Filter the material below down to the lines that contain the string "vest", and copy each of those lines unchanged.

* start LISTED RECORDS *

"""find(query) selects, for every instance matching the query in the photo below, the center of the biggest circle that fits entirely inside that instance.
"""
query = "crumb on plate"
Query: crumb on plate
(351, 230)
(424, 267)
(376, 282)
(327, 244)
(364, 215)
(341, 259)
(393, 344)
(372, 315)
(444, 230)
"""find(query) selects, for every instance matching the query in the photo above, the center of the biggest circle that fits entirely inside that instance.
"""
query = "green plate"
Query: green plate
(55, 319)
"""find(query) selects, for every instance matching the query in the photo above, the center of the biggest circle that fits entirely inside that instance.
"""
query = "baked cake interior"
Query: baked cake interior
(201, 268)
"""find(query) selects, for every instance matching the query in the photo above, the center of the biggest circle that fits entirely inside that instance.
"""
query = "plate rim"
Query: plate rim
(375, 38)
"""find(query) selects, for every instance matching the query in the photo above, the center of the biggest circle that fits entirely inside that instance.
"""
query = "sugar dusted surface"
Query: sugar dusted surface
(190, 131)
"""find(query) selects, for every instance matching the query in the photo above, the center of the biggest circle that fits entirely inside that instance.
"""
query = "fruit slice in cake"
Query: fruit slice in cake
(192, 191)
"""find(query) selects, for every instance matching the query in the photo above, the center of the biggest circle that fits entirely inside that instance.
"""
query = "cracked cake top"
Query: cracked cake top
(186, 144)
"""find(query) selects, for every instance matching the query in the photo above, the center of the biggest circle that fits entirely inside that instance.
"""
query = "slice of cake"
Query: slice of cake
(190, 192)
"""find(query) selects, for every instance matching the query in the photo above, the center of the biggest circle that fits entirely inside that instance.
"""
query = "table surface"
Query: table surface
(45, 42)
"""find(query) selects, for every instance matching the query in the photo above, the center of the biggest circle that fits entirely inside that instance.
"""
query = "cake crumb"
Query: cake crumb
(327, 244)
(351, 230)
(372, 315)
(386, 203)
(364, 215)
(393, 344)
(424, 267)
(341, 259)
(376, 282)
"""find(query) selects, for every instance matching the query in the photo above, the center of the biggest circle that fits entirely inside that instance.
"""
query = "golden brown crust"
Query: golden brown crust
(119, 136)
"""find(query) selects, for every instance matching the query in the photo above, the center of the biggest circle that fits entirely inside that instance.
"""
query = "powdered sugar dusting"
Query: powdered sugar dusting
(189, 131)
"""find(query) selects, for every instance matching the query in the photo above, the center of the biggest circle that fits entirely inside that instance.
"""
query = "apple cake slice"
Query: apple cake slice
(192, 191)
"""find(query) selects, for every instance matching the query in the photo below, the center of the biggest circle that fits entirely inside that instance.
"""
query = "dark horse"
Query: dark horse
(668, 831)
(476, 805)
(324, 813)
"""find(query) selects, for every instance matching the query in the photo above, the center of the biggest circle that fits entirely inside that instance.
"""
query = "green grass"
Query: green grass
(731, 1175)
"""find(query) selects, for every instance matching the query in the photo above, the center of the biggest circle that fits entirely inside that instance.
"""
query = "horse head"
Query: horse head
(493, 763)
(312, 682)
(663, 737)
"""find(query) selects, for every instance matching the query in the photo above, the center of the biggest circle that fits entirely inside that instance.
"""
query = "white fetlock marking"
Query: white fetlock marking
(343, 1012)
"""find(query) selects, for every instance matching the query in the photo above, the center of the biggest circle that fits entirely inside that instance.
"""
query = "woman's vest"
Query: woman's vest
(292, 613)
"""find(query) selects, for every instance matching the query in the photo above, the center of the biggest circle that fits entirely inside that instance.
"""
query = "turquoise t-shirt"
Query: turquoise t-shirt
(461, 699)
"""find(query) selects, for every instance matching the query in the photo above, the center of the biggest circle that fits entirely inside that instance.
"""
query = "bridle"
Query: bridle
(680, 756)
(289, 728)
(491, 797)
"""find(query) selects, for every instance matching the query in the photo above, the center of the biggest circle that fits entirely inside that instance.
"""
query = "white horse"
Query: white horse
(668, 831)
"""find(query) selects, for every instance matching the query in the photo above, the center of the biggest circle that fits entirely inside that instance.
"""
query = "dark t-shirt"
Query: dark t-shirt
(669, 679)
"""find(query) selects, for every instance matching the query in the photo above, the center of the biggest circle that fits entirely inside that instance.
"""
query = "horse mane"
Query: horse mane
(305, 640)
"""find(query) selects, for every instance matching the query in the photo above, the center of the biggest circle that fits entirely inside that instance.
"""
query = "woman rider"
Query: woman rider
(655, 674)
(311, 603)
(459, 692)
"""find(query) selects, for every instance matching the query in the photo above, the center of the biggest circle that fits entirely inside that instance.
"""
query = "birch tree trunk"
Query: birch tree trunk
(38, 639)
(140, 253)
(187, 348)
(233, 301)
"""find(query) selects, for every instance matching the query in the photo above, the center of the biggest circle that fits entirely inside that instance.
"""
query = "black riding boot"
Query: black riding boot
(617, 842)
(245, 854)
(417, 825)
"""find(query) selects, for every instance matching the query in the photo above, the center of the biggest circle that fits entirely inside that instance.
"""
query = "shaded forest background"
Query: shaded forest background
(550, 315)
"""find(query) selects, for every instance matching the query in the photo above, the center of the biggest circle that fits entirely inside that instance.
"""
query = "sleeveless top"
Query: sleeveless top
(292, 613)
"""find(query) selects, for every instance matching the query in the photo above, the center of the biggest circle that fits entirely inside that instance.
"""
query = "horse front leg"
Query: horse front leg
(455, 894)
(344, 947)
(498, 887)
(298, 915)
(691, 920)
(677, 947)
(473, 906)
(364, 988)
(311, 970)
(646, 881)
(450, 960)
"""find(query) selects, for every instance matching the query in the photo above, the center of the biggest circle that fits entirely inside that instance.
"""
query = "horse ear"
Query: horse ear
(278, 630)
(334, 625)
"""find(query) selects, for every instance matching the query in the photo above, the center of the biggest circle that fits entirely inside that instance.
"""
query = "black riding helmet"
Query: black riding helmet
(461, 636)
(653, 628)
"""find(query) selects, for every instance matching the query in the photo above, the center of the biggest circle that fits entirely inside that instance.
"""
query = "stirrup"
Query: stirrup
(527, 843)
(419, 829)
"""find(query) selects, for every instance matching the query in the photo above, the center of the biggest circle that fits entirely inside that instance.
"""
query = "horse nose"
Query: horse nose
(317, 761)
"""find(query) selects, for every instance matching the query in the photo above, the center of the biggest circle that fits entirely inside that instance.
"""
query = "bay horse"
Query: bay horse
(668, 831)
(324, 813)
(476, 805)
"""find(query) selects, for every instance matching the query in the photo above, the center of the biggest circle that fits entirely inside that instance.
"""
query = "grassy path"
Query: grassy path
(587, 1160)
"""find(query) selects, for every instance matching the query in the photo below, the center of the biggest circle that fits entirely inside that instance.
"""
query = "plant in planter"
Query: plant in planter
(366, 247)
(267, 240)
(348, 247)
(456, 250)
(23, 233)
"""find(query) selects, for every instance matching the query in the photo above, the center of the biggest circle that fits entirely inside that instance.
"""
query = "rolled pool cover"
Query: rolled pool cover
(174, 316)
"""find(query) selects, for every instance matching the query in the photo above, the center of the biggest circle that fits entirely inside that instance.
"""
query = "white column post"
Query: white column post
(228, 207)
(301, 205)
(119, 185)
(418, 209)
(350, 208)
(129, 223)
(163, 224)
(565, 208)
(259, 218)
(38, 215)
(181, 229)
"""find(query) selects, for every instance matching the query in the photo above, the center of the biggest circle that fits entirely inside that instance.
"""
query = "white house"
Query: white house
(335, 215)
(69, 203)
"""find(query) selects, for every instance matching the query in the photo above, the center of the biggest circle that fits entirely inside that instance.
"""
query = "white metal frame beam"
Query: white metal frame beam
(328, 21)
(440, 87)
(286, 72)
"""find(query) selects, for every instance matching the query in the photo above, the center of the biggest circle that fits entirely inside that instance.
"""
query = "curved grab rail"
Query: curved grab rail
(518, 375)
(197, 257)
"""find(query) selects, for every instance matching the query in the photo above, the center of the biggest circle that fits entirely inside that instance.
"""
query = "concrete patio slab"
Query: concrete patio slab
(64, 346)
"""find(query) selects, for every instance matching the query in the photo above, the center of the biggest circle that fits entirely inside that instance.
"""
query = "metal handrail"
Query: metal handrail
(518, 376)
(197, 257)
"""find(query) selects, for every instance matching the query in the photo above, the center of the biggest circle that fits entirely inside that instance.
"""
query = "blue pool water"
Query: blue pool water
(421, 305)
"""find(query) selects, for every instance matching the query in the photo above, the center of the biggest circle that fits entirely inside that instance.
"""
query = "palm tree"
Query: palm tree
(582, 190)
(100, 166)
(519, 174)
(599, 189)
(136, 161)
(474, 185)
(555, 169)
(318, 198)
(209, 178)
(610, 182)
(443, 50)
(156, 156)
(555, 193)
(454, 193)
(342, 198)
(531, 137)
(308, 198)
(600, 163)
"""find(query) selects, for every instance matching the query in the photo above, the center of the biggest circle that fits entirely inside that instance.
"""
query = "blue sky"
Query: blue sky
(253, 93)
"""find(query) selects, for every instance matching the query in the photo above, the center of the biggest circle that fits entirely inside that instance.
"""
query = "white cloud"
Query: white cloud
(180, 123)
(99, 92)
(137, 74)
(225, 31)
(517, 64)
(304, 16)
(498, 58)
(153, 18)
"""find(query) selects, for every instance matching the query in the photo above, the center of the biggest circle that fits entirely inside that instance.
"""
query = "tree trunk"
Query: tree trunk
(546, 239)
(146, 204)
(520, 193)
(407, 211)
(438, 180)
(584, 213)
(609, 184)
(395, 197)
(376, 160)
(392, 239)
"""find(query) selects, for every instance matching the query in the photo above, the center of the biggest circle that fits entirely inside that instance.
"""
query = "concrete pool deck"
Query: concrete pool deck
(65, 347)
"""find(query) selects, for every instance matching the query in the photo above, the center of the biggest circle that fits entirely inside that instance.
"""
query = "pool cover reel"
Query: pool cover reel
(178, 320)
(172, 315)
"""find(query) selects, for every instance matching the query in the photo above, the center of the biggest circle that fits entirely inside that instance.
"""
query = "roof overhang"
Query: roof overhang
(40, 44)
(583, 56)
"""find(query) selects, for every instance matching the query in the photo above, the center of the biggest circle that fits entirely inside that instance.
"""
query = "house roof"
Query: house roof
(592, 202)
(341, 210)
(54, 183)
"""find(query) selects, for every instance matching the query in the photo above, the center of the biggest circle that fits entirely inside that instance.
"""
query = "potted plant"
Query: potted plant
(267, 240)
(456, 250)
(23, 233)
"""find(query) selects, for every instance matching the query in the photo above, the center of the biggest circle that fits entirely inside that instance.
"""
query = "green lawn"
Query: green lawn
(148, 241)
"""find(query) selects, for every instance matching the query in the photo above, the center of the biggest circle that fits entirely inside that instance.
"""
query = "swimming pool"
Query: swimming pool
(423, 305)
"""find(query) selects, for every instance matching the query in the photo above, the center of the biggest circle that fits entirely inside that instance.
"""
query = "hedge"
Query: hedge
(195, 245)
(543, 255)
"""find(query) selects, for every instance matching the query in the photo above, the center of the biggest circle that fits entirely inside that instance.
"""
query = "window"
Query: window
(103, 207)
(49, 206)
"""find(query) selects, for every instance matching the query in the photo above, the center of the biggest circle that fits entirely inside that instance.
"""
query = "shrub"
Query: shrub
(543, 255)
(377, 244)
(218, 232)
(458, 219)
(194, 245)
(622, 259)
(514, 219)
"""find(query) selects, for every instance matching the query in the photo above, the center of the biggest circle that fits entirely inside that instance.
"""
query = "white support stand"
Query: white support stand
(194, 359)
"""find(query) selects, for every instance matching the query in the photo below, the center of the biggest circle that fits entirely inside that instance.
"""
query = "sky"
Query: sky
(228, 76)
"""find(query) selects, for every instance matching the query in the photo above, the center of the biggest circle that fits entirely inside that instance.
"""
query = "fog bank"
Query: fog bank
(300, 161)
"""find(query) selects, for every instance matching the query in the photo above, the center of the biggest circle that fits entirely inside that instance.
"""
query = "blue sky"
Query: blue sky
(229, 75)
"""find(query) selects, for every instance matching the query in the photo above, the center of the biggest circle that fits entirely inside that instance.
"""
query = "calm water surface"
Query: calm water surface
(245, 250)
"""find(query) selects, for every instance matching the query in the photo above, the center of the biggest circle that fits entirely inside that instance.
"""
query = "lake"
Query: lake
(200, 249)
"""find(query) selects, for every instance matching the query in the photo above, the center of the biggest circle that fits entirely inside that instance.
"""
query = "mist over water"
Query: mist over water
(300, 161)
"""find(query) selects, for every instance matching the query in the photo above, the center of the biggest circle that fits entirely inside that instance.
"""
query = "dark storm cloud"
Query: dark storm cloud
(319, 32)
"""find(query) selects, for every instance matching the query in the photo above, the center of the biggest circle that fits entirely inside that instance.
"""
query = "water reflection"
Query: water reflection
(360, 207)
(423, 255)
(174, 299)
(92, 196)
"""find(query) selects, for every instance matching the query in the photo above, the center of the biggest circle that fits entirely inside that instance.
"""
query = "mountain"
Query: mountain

* end LISTED RECORDS *

■ SOLUTION TO THIS PROBLEM ■
query = "woman's vest"
Query: woman's vest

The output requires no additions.